Directive:
Rewrite every line of the entries below as a JSON list of strings, one string per line, leaving out blank lines.

Information given:
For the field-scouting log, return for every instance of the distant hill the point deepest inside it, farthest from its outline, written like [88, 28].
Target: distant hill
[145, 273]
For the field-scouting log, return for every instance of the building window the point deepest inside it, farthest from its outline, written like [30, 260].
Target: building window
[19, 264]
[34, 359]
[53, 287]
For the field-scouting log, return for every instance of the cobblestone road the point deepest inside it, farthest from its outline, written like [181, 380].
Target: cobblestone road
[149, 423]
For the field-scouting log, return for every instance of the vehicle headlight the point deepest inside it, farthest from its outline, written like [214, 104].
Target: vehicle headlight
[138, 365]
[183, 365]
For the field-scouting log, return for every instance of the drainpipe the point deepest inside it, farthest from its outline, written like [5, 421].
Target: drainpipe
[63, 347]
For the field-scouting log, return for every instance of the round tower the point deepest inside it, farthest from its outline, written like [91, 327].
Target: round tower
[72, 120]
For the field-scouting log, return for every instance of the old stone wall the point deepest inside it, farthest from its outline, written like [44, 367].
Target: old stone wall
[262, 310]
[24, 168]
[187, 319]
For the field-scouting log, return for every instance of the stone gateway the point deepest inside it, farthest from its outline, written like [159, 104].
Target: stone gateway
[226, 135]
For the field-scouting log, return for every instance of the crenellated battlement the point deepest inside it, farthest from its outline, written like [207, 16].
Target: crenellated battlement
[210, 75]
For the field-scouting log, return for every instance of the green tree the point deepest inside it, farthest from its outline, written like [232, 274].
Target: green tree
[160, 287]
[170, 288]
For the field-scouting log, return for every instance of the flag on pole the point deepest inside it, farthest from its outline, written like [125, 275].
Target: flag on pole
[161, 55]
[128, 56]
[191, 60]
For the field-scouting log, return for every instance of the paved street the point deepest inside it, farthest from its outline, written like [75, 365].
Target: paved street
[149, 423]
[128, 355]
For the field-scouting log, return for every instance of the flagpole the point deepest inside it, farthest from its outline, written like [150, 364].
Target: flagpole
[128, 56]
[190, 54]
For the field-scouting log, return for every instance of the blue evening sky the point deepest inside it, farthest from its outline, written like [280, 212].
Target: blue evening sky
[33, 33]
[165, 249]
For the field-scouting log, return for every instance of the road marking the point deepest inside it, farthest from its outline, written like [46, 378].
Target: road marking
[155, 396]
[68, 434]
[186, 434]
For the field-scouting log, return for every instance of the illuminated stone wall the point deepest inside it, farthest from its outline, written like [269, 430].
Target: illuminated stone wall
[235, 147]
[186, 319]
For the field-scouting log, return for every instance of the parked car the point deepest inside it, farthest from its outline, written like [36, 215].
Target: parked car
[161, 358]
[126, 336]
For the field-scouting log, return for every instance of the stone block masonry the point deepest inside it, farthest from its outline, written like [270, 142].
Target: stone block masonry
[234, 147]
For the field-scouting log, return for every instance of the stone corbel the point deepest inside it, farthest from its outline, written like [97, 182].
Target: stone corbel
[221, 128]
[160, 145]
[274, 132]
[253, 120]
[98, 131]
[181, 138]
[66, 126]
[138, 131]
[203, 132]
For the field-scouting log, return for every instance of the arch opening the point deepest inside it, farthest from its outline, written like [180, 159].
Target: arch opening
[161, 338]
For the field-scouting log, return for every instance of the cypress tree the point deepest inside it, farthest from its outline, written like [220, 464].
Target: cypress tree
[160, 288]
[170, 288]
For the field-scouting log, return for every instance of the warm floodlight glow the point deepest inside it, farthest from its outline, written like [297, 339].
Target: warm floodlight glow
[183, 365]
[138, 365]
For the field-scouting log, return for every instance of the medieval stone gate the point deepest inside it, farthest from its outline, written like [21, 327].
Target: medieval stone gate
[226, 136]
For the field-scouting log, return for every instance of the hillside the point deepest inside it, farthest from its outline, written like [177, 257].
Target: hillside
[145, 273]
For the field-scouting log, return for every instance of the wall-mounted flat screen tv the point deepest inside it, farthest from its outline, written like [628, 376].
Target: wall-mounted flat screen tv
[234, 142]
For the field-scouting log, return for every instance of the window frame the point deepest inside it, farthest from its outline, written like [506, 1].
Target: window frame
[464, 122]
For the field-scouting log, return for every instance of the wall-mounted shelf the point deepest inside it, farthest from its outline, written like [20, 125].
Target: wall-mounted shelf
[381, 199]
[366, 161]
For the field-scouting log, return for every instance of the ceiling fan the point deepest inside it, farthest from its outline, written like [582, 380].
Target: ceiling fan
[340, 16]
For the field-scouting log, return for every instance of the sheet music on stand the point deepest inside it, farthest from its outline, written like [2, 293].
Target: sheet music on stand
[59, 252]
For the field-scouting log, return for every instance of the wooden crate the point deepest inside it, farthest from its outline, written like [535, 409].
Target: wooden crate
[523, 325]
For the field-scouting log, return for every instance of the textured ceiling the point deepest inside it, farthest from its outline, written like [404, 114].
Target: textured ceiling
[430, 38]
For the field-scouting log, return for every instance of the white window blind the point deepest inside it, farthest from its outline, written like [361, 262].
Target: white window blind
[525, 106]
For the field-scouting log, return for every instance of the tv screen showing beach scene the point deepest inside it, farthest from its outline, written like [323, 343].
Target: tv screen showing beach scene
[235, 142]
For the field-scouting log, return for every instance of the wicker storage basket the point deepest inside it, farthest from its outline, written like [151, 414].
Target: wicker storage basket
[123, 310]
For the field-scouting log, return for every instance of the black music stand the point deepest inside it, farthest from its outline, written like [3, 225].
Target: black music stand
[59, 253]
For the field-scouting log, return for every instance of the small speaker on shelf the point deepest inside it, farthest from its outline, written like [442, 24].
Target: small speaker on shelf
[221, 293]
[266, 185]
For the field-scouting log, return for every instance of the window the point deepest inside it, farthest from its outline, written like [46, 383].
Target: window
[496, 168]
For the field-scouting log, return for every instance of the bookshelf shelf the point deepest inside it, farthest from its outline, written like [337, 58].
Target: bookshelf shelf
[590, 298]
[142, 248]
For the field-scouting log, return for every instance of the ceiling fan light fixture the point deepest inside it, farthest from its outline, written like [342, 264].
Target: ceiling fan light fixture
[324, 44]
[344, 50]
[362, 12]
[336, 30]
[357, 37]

Written solution:
[
  "For the field-scouting log, return for every instance of the distant hill the point deepest inside it, farthest from its outline, written like [88, 28].",
  "Target: distant hill",
  "[145, 273]",
  "For the field-scouting log, return for every instance of the building window the point deepest inside it, farthest from its outline, written like [30, 260].",
  "Target: building window",
  "[19, 264]",
  "[34, 359]",
  "[53, 287]",
  "For the field-scouting log, return for every instance of the cobblestone road the point deepest inside it, farthest from its outline, written like [181, 380].",
  "Target: cobblestone road",
  "[149, 423]",
  "For the field-scouting log, return for every instance of the vehicle headlight the point deepest inside it, farthest from its outline, written like [214, 104].",
  "Target: vehicle headlight",
  "[138, 365]",
  "[183, 365]",
  "For the field-scouting log, return for every instance of the drainpipe the point deepest inside it, farthest from its outline, written like [5, 421].",
  "Target: drainpipe",
  "[63, 347]",
  "For the field-scouting log, return for every instance of the round tower the point deepest inside it, farthest from its outline, written like [91, 327].",
  "Target: round tower",
  "[72, 120]",
  "For the field-scouting log, return for every instance of the old stone wall the point deepest inside it, farthest from its outline, written like [44, 367].",
  "Target: old stone wall",
  "[262, 310]",
  "[24, 168]",
  "[187, 319]",
  "For the field-scouting log, return for every instance of the stone gateway the point deepest inside it, farthest from its outline, written like [159, 104].",
  "Target: stone gateway",
  "[226, 135]",
  "For the field-scouting log, return for every instance of the crenellated battlement the point deepest inside it, farthest from its outline, written like [207, 16].",
  "Target: crenellated battlement",
  "[210, 75]",
  "For the field-scouting log, return for every instance of the green tree the point deepest inside it, farthest from its outline, written like [232, 274].",
  "Target: green tree",
  "[160, 287]",
  "[170, 288]",
  "For the field-scouting log, return for every instance of the flag on pole the point deepest inside it, farthest from its outline, written like [125, 275].",
  "Target: flag on pole",
  "[161, 55]",
  "[128, 56]",
  "[191, 60]",
  "For the field-scouting log, return for every instance of the paved street the point deepest inside it, farthest from its outline, written like [75, 365].",
  "Target: paved street",
  "[149, 423]",
  "[128, 355]",
  "For the field-scouting log, return for every instance of the flagpole the point deepest inside it, farthest from its outline, written like [150, 364].",
  "Target: flagpole",
  "[128, 56]",
  "[190, 54]",
  "For the field-scouting log, return for every instance of the blue evening sky the point deepest inside it, farthest from its outline, written like [280, 212].",
  "Target: blue evening sky",
  "[33, 33]",
  "[165, 249]",
  "For the field-scouting log, return for every instance of the road marking the point deepest inside it, farthest from its outline, written like [46, 378].",
  "Target: road marking",
  "[155, 396]",
  "[68, 434]",
  "[186, 434]",
  "For the field-scouting log, return for every instance of the illuminated stone wall the point deepest inside it, farthest from its outline, written like [269, 430].",
  "Target: illuminated stone wall",
  "[235, 147]",
  "[186, 319]",
  "For the field-scouting log, return for every instance of the parked car the point deepest inside it, farthest from its outline, written like [36, 215].",
  "Target: parked car",
  "[161, 358]",
  "[126, 336]",
  "For the field-scouting log, return for every instance of the stone block masonry the point deepest inside it, farthest from its outline, written like [270, 142].",
  "Target: stone block masonry",
  "[234, 147]",
  "For the field-scouting log, return for every instance of the stone corbel the point deepest inside it, farthest from its outline, written like [97, 182].",
  "Target: stone corbel",
  "[221, 128]",
  "[160, 145]",
  "[274, 132]",
  "[253, 120]",
  "[98, 131]",
  "[181, 138]",
  "[66, 126]",
  "[138, 131]",
  "[203, 132]",
  "For the field-scouting log, return for every instance of the arch opening the point deepest inside it, farthest from its outline, written like [180, 159].",
  "Target: arch opening",
  "[161, 338]",
  "For the field-scouting log, return for every instance of the cypress tree the point deepest inside it, farthest from its outline, written like [220, 464].",
  "Target: cypress tree",
  "[160, 288]",
  "[170, 288]",
  "For the field-scouting log, return for every instance of the warm floodlight glow the point deepest inside it, farthest from its outline, written like [297, 339].",
  "Target: warm floodlight glow",
  "[183, 365]",
  "[138, 365]",
  "For the field-scouting log, return for every instance of the medieval stone gate the point deepest inside it, farthest from its outline, written like [21, 327].",
  "Target: medieval stone gate",
  "[226, 136]",
  "For the field-scouting log, return for every instance of the hillside the point deepest inside it, farthest from its outline, written like [177, 257].",
  "Target: hillside",
  "[145, 273]",
  "For the field-scouting log, return for every instance of the wall-mounted flat screen tv the point deepest inside it, farthest from its outline, written like [628, 376].",
  "Target: wall-mounted flat screen tv",
  "[234, 142]",
  "For the field-scouting log, return for every instance of the window frame the point deepest inside it, farthest from its outline, written like [506, 1].",
  "Target: window frame",
  "[464, 122]",
  "For the field-scouting log, return for every instance of the wall-mounted shelf the point deepest inside it, farthest from its outline, written like [20, 125].",
  "Target: wall-mounted shelf",
  "[381, 199]",
  "[366, 161]",
  "For the field-scouting log, return for every instance of the ceiling fan the point deepest inside it, farthest from its outline, written like [582, 380].",
  "Target: ceiling fan",
  "[340, 16]",
  "For the field-scouting log, return for every instance of the sheet music on stand the point deepest inside it, farthest from its outline, written like [2, 293].",
  "Target: sheet music on stand",
  "[59, 252]",
  "For the field-scouting log, return for every instance of the wooden crate the point deepest inside it, farthest from its outline, written like [535, 409].",
  "Target: wooden crate",
  "[523, 325]",
  "For the field-scouting log, return for every instance of the textured ceiling the point deepest inside it, farthest from its outline, written like [404, 114].",
  "Target: textured ceiling",
  "[430, 38]",
  "For the field-scouting log, return for every instance of the white window blind the point deepest inside it, farthest from its outline, written like [361, 262].",
  "Target: white window blind",
  "[525, 106]",
  "For the field-scouting log, return for every instance of the tv screen showing beach scene the point deepest inside it, farthest from its outline, written like [323, 343].",
  "Target: tv screen showing beach scene",
  "[235, 142]",
  "For the field-scouting log, return for every instance of the wicker storage basket the point deepest inside it, farthest from its outline, written like [151, 414].",
  "Target: wicker storage basket",
  "[123, 310]",
  "For the field-scouting log, return for every instance of the black music stand the point deepest inside it, farthest from its outline, written like [3, 225].",
  "Target: black music stand",
  "[59, 253]",
  "For the field-scouting log, return for every instance of the small speaker on shelf the point deepest inside it, farthest from its outline, written like [442, 24].",
  "Target: small speaker on shelf",
  "[221, 293]",
  "[266, 185]",
  "For the field-scouting log, return for every instance of the window the point deepest inside it, farthest from its outline, written like [46, 383].",
  "Target: window",
  "[496, 168]",
  "For the field-scouting log, return for every instance of the bookshelf shelf the point deepest inside it, farthest from its outline, written like [337, 58].",
  "Target: bookshelf shelf",
  "[590, 298]",
  "[142, 248]",
  "For the field-scouting log, return for every instance of the ceiling fan light fixture the point deepest inside it, farthest from its outline, written like [342, 264].",
  "Target: ceiling fan light fixture",
  "[324, 44]",
  "[344, 50]",
  "[362, 12]",
  "[336, 30]",
  "[357, 37]"
]